**Problem requirements**
Please report how many lines of the following entries hold the word "crowd", giving the number alone.

**Material provided**
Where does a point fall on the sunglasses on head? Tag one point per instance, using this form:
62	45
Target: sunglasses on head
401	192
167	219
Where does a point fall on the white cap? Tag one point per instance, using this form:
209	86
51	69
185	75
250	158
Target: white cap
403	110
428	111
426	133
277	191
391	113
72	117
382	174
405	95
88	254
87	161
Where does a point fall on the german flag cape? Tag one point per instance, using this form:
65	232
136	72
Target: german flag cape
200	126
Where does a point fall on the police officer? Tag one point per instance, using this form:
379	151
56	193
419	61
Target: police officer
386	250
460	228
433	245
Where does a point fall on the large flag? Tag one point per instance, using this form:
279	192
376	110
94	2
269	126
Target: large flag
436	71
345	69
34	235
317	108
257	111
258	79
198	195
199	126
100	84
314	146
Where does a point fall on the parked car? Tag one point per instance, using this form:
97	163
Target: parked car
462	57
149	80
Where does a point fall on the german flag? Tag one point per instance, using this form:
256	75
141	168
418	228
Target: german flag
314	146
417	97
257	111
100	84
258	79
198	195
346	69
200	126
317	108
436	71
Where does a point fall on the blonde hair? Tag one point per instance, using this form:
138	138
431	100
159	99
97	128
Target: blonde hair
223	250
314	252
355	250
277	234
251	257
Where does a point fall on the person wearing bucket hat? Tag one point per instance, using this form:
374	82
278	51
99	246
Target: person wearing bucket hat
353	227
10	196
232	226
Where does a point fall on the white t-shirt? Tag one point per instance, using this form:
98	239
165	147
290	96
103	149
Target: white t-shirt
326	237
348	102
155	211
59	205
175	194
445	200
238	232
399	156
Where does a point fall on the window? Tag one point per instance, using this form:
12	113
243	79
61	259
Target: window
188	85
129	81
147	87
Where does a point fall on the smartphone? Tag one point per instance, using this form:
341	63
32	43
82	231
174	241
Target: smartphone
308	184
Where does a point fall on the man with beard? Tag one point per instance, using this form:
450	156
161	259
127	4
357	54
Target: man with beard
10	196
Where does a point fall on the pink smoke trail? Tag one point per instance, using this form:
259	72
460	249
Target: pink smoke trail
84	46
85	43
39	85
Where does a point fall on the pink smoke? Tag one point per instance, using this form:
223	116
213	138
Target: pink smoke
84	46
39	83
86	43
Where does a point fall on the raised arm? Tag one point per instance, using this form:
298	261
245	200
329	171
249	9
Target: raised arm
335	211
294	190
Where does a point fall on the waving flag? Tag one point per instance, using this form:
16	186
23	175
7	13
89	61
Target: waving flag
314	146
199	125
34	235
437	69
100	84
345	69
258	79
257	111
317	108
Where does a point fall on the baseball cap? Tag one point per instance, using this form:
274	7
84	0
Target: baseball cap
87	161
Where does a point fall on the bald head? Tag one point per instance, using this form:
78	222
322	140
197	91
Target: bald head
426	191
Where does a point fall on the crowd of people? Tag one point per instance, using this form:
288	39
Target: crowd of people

**Response area**
2